=== TEXT PROVIDED ===

Re: [PATCH] osd: Do not subtract object overlaps from cache usage

[Date Prev][Date Next][Thread Prev][Thread Next][Date Index][Thread Index]

 



On Mon, Apr 24, 2017 at 8:15 AM, Michal Koutný <mkoutny@xxxxxxxx> wrote:
> Hi,
> this is a followup of my question [1] which I partially answered by looking at
> code history -- semantics of num_bytes isn't meant to include objects
> overlapping areas. However, this results in underestimating of space
> occupied on a cache tier proportional to the number of (overlapping) clone
> objects stored there.
>
> Could you please comment on the patch below if it's a right avenue to address
> this misaccounting problem. (This is rather for a discussion, I plan to submit
> a regular PR afterwards.)

Broadly speaking this seems like a sane approach. You're correct that
the OSD tries to not count overlapping space, but that's not accurate
on FileStore (sorry your previous email lost everybody's notice), and
it would be good to have a solution for that.

It might go better to query via the ObjectStore interface whether
clones are space-minimized or duplicates and make some higher-level
choices based on that; not really sure. I'd send in a PR where it can
be more easily discussed. :)

===

**TASK A:** In the mailing-list reply about the OSD cache usage patch, on which storage backend does the reply say the OSD's attempt not to count overlapping space is inaccurate?
**TASK B:** List every bracketed navigation label at the top of the mailing-list reply about the OSD cache usage patch.
**TASK C:** Write a continuation of the mailing-list reply about the OSD cache usage patch, starting after its final sentence.

=== RECORDS SHOWN ===

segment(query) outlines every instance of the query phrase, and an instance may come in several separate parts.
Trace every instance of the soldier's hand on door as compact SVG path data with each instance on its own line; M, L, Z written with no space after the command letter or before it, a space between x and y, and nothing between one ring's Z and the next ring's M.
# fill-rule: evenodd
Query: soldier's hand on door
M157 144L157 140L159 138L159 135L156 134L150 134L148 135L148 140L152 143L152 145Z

===

**TASK RESULT A:** FileStore.

**TASK RESULT B:** Date Prev, Date Next, Thread Prev, Thread Next, Date Index, Thread Index

**TASK RESULT C:**
-Greg


>
> Thanks,
> Michal
>
>
> [1] http://lists.ceph.com/pipermail/ceph-users-ceph.com/2017-April/017288.html
>
> ---
>
> PG group field num_bytes does not include space that is part of clone
> object overlaps. Introduce a new field num_bytes_overlap that stands for
> this space only, so that it can be used to strictly limit cache tier
> usage with object storage backends that do not support storing overlaps
> efficiently.
> ---
>  src/osd/PrimaryLogPG.cc | 15 ++++++++++++++-
>  src/osd/PrimaryLogPG.h  |  1 +
>  src/osd/osd_types.cc    |  9 ++++++++-
>  src/osd/osd_types.h     |  6 +++++-
>  4 files changed, 28 insertions(+), 3 deletions(-)
>
> diff --git a/src/osd/PrimaryLogPG.cc b/src/osd/PrimaryLogPG.cc
> index 2f15999..12c02a0 100644
> --- a/src/osd/PrimaryLogPG.cc
> +++ b/src/osd/PrimaryLogPG.cc
> @@ -6407,6 +6407,7 @@ void PrimaryLogPG::make_writeable(OpContext *ctx)
>        ctx->delta_stats.num_objects_omap++;
>      if (snap_oi->is_cache_pinned())
>        ctx->delta_stats.num_objects_pinned++;
> +    ctx->delta_stats.num_bytes_overlap += ctx->obs->oi.size;
>      ctx->delta_stats.num_object_clones++;
>      ctx->new_snapset.clones.push_back(coid.snap);
>      ctx->new_snapset.clone_size[coid.snap] = ctx->obs->oi.size;
> @@ -6439,8 +6440,10 @@ void PrimaryLogPG::make_writeable(OpContext *ctx)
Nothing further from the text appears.